PROBLEM: When you reach the line with "Where can the white interior" in the listing below, transcribe it and each line after it up to and including the line with "Where can the book", exactly and with nothing else.
═════ LISTED ENTRIES ═════
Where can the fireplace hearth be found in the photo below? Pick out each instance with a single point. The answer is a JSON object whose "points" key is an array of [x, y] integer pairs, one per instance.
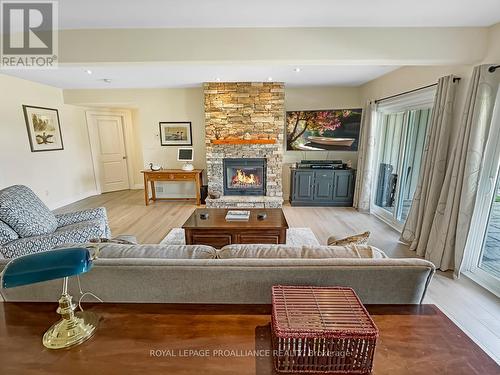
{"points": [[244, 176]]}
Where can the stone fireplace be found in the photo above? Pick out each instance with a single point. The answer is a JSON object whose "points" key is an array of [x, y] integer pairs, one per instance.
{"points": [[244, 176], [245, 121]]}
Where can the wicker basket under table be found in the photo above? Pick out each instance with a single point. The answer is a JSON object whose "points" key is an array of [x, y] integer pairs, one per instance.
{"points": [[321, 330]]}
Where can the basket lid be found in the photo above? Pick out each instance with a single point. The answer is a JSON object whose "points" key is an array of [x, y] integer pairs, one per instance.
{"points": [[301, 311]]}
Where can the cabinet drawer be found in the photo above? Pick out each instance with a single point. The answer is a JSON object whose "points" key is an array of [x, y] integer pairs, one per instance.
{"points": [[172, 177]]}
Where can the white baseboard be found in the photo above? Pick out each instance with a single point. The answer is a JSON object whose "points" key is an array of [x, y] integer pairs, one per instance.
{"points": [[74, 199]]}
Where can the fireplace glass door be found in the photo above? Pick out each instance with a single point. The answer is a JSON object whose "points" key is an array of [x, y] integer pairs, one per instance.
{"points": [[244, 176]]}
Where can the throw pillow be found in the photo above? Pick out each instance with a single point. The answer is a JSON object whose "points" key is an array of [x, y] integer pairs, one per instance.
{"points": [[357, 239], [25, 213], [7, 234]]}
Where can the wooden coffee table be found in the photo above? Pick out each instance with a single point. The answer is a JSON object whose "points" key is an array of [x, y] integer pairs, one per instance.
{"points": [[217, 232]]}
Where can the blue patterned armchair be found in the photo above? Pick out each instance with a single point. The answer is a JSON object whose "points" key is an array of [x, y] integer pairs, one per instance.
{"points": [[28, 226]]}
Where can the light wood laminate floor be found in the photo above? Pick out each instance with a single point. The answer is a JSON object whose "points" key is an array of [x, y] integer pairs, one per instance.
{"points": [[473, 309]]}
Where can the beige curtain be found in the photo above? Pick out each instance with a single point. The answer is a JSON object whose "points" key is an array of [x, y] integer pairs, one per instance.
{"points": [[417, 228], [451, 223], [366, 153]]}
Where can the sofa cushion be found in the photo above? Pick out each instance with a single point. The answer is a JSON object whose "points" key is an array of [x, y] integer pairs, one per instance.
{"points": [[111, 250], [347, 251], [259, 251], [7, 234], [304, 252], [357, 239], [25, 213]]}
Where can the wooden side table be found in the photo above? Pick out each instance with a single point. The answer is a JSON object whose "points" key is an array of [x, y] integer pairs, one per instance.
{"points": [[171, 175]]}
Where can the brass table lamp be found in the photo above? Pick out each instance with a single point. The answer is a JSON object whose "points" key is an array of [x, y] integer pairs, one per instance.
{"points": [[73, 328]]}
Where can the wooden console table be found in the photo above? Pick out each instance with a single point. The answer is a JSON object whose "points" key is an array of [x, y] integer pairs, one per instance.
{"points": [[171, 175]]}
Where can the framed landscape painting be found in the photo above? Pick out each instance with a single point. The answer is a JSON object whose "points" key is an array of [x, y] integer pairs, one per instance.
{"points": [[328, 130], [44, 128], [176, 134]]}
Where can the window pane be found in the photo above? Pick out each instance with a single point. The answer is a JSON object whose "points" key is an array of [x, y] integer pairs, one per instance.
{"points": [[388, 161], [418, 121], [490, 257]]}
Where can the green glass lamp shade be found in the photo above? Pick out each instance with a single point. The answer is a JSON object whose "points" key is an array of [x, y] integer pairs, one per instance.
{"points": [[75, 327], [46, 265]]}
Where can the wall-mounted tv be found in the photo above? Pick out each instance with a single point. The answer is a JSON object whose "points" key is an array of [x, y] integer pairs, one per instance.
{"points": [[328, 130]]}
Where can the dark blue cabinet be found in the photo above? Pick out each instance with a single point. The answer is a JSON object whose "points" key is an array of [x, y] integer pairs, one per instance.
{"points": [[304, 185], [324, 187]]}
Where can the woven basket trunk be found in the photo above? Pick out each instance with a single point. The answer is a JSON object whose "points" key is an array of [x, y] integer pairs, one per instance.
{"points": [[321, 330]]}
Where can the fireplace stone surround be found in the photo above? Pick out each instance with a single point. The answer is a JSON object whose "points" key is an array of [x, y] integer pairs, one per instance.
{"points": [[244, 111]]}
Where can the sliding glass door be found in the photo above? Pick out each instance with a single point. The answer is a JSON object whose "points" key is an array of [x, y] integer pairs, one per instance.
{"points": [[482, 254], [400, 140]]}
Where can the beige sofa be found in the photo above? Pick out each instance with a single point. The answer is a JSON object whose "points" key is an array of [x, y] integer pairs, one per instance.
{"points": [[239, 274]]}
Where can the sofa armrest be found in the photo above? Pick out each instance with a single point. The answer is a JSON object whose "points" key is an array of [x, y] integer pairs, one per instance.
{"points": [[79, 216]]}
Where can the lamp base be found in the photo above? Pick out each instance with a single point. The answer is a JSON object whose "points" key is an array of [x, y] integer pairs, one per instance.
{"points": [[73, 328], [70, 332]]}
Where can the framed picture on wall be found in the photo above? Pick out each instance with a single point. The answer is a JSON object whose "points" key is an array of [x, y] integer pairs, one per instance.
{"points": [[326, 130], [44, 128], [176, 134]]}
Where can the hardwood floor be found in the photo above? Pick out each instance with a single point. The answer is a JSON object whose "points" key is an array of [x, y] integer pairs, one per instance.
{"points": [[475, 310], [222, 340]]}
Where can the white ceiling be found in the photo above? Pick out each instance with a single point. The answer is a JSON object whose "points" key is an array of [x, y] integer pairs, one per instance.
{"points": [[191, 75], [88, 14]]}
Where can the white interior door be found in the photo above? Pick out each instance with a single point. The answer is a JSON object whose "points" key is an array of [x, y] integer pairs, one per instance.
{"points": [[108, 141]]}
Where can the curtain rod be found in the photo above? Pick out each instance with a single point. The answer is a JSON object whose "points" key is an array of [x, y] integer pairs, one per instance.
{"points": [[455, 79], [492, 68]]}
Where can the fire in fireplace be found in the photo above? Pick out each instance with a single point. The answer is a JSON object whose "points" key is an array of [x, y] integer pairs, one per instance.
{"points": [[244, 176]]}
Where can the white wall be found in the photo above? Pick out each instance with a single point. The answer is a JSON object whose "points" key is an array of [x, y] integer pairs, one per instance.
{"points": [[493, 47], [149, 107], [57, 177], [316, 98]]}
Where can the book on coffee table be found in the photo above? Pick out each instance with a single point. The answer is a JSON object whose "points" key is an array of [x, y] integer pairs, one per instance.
═════
═════ LISTED ENTRIES ═════
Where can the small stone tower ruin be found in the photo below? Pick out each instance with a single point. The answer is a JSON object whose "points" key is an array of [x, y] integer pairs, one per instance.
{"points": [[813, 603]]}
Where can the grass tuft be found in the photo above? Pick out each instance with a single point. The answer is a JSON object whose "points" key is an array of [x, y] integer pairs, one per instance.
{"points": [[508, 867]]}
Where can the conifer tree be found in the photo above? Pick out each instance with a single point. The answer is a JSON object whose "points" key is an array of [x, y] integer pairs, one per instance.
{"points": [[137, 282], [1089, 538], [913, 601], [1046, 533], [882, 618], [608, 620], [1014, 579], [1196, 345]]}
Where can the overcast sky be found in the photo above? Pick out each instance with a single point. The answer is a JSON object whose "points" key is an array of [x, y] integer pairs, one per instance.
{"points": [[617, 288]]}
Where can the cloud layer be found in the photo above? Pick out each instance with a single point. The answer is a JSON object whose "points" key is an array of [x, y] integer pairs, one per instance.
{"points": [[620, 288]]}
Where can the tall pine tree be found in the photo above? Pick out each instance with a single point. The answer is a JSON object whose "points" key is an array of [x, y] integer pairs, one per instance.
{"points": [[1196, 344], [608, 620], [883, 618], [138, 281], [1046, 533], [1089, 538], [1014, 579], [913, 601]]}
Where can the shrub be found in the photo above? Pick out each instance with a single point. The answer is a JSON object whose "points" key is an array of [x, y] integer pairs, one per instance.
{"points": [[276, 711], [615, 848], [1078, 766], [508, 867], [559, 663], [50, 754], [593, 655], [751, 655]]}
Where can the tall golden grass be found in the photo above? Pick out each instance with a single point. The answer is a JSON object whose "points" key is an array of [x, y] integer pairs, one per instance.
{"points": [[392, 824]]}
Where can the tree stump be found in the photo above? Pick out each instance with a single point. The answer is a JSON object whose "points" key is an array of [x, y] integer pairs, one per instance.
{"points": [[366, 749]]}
═════
═════ LISTED ENTRIES ═════
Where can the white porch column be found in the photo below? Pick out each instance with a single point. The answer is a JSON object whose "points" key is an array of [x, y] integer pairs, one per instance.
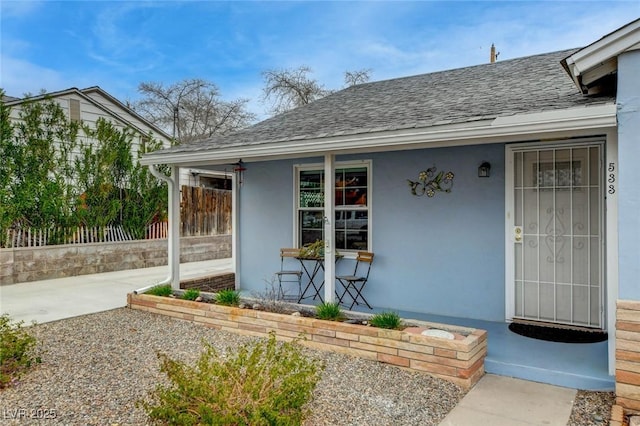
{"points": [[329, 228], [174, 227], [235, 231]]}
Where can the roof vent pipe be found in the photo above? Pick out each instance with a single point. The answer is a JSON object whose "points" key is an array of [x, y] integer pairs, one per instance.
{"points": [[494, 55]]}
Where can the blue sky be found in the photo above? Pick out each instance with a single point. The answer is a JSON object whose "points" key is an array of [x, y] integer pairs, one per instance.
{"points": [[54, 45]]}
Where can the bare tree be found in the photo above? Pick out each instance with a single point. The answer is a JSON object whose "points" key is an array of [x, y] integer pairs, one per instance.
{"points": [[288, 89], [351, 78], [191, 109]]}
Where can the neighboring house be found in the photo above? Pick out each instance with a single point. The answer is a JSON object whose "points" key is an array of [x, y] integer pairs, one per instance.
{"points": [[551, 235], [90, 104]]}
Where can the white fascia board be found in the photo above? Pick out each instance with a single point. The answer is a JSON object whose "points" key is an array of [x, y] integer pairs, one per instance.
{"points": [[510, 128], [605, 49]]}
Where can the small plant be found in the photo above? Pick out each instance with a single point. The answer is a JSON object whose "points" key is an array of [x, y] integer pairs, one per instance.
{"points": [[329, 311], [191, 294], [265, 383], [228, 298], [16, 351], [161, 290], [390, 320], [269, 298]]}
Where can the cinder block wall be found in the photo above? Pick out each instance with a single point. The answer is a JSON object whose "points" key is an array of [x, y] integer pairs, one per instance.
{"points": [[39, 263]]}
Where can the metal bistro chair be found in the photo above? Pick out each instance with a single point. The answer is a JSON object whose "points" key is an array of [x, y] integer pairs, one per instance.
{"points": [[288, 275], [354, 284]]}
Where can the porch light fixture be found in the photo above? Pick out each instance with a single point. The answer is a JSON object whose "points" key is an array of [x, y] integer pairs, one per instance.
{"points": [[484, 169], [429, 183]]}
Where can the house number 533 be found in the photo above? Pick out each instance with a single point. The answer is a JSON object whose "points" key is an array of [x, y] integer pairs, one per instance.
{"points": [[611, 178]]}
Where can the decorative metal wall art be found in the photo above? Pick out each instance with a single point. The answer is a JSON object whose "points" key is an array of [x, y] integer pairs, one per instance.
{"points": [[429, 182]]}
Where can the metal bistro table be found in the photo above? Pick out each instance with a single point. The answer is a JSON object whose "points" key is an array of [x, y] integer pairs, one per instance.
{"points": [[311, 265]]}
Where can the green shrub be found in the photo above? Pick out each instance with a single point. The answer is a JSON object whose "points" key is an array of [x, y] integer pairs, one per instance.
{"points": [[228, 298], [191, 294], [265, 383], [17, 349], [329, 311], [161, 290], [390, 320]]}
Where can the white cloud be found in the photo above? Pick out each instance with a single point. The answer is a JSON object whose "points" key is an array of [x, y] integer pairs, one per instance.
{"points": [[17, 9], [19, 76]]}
═════
YOUR RESPONSE:
Where can the white interior door be found in the photo above? Pick out each instance with a single point. The answer is a JSON object whose "points" key is an array of [x, y] integer pairs, one per instance.
{"points": [[108, 141]]}
Where can the curtain rod be found in the photo above? Pick out each instance with a single point. The answer is a JSON object whose "points" key is an array of [x, y] integer pairs, one per instance.
{"points": [[455, 79], [492, 68]]}
Where can the fire in fireplace be found in the photo above? Pick out each instance with a single point. The answer is a JSON object whose "points" key is an array of [x, y] integer pairs, one per instance.
{"points": [[244, 176]]}
Where can the white wall be found in the photo above? Pick out each instance with a single point. The answer is a JSON object whose "points" key is an array of [x, y] integer pairs, one per instance.
{"points": [[493, 47], [149, 107], [57, 177], [316, 98]]}
Where can the book on coffee table be found in the photo above? Pick out each instance with a single point. The answer is a JSON object whose "points" key is an array of [x, y] integer pairs, one per instance.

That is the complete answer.